§ LA TAREA:
¿Cómo se traduce al inglés esta oración del texto sobre un amigo: «Su perseverancia me alegra y me sorprende a partes iguales.»?

Todos
necesitamos uno. Un amigo al que confiarías la llave del tesoro, un
amigo que, en realidad, es el tesoro.
Yo
tengo uno así. Anoche, después de quince años, le dije “te
quiero” por primera vez. No porque no lo sepamos, no porque hiciese
falta, simplemente por el placer de compartir con él tan sagradas
palabras. He dicho muchos “te quieros” y he sentido todos y cada
uno, pero el de anoche ha dormido conmigo y todavía revolotea dentro
de mí. Ha desayunado a mi lado, nos hemos lavado los dientes juntos
y se ha sentado conmigo frente al ordenador.
Así
que disculpad si hoy os escribo emocionada, perdonad si acaso estas
palabras están mojadas. Sabed que con él las lágrimas durarían
apenas un par de minutos, conoce trucos que las convierten en
carcajadas como por arte de magia. Mi amigo es un alquimista, un
renacentista en pleno siglo veintiuno, es humilde y sabedor de sus
virtudes, es de carne y hueso, es artista, es grande, es cercano, es
certero, es cabal, es un loco encantador de esos que van a por el
pan, arreglan un enchufe, destilan poesía o escriben teatro.
No
puedo decir que yo haya estado siempre a la altura. Él conoce los
motivos y acepta las razones o el sinsentido. Se mantuvo firme como
un faro, inamovible como una montaña, cálido como ese abrazo que
espera tu regreso, cómplice como esa madre que cuando la lías te
recibe con un “¡qué suerte que ya estás en casa!”. Mientras
estuve apartada del mundanal ruido, sorda como una tapia ante la
fiesta de la vida, nunca faltó su llamada. Su perseverancia me
alegra y me sorprende a partes iguales. Sin embargo, y a pesar de que
no salen las cuentas, él nunca me ha hecho sentir en deuda.
Simplemente
él es así, tiene el don de acordarse de mí cuando está feliz,
cuando los planes salen bien, cuando le inundan las buenas noticias o
cuando sabe que estoy de aquella manera.

§ EXTRACTO DE DATOS:
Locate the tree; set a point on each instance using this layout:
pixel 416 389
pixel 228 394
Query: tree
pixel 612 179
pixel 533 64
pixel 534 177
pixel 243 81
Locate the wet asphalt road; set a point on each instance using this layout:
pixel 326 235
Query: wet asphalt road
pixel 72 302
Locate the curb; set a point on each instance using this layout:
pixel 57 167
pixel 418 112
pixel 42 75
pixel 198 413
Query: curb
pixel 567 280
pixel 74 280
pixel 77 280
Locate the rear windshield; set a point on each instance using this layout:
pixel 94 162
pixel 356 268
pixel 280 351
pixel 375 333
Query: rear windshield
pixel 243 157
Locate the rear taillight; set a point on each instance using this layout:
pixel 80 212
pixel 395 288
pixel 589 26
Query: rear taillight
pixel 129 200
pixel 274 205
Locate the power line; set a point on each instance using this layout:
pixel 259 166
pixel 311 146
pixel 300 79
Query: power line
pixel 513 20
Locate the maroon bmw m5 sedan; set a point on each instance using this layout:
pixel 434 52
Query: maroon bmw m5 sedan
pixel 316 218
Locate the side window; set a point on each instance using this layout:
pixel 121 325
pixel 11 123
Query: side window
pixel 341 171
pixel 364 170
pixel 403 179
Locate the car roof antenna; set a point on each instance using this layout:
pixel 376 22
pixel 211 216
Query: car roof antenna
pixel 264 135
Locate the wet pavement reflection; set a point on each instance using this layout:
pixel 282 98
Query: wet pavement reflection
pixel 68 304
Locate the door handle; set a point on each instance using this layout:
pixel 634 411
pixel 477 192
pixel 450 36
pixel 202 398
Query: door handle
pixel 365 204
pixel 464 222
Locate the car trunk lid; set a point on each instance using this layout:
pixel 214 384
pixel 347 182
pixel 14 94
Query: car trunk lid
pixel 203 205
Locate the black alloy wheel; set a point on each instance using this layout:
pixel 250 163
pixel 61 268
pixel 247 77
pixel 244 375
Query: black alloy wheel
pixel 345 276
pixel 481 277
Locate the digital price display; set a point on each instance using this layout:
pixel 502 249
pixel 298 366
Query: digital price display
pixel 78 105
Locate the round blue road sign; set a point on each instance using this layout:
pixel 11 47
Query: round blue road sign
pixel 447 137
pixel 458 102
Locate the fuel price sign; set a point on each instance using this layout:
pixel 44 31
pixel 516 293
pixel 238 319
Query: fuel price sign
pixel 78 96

§ RESPUESTA:
His perseverance delights me and surprises me in equal measure.